[DOCUMENT EXTRACT — start]

Intrigued by the date of the first event, “which would coincide, exactly a quarter of a century later, with the morning of my birth”, the narrator decides to find out more. Shibli uses this section to demonstrate the conditions for Palestinians living in Israel. The narrator must borrow a friend’s identity card in order to travel the distance she needs to, navigating numerous checkpoints. When she arrives at one of the museums where she hopes to find information, she gives the curator “the first non-Arab name which comes to mind.” She cannot, however, find any of the ‘minor details’ she is looking for:
“I’m here in vain. I haven’t found anything I’ve been searching for.”
It is the subtle links between the two narratives as well as the more dramatic moments which emphasise Shibli’s point that little has changed. However, I must admit that plausibility was stretched in the second section when the narrator takes off on a journey she admits to finding daunting, even terrifying, on the basis of a coincidence. She explains her actions by saying:
“As soon as I see a border, I either race toward it and leap over it, or cross it stealthily with a step.”
This does not feel like the way people think of themselves, and the motivation for her journey is, to my mind, unconvincing. This is a pity as otherwise Minor Detail is a compelling and powerful novel, particularly in the first half, and has a strong chance of making it to the short list.
Tags: adania shibli, International Booker Prize 2021, minor detail
April 4, 2021 at 7:53 pm |
A Fitzcarraldo I haven’t read, Grant, though it sounds as good as the rest of their releases.
April 7, 2021 at 6:36 pm |
Shorter than most! Not their best (but that bar is high), but definitely worth reading.
April 5, 2021 at 12:22 am |
Hmm. This one was interesting, but a little slight for me. Not sure it’ll make my shortlist…
April 7, 2021 at 6:37 pm |
I know what you mean – I much preferred the first section to the second. However, I can see it making the official shortlist.

[DOCUMENT EXTRACT — finish]
[DATASET EXTRACT — start]

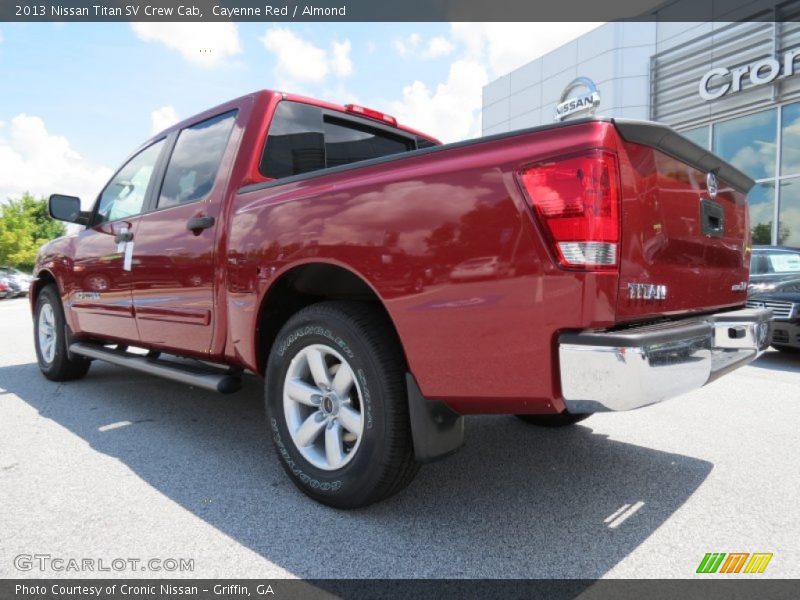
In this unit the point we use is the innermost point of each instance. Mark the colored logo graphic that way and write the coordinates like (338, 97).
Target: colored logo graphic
(735, 562)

[DATASET EXTRACT — finish]

_REQUIRED ACTION A_
Print the passage of the Minor Detail review from "It is the subtle" to "the short list.".
_REQUIRED ACTION B_
Carry on the Minor Detail review from its last line.

_EXERCISE ANSWER A_
It is the subtle links between the two narratives as well as the more dramatic moments which emphasise Shibli’s point that little has changed. However, I must admit that plausibility was stretched in the second section when the narrator takes off on a journey she admits to finding daunting, even terrifying, on the basis of a coincidence. She explains her actions by saying:
“As soon as I see a border, I either race toward it and leap over it, or cross it stealthily with a step.”
This does not feel like the way people think of themselves, and the motivation for her journey is, to my mind, unconvincing. This is a pity as otherwise Minor Detail is a compelling and powerful novel, particularly in the first half, and has a strong chance of making it to the short list.

_EXERCISE ANSWER B_
April 5, 2021 at 10:07 am |
It’s a shame about the aspect that casts a question mark over the credibility towards the end. That aside, it sounds like a very potent read, an effective combination of the personal and the political.
April 7, 2021 at 6:38 pm |
That’s the part that works well, and others may find the journey undertaken in the second part more believable.
April 13, 2021 at 9:43 pm |
Really nice analysis here Grant, you pick up some subtleties I didn’t quite catch (the comparison of the girl to a beetle for example is a great spot). I was saying at Tony’s that this has grown in memory for me. It didn’t make my end of year and I liked rather than loved it, but it’s stayed with me.
I think you’re right on the motivation issue of the second section narrator, but I didn’t find it a fatal flaw.
April 15, 2021 at 7:13 pm |
I think I’d agree with you – I also liked rather than loved it when I read it, but I could remember much of it when I looked at it again. It wouldn’t surprise me if it made the short list.
May 16, 2021 at 10:25 am
Just coming back on this one, the motivation issue has actually stayed with me more than I expected. The second story really only works because the narrator acts incredibly unconvincingly, which is very Ian McEwan (not a compliment from me). I’ll be interested to see if Shibli avoids that in future works.
May 18, 2021 at 7:24 pm
I think that’s true, and why I preferred the first half. The problem with an unconvincing motivation is that it begins to feel contrived.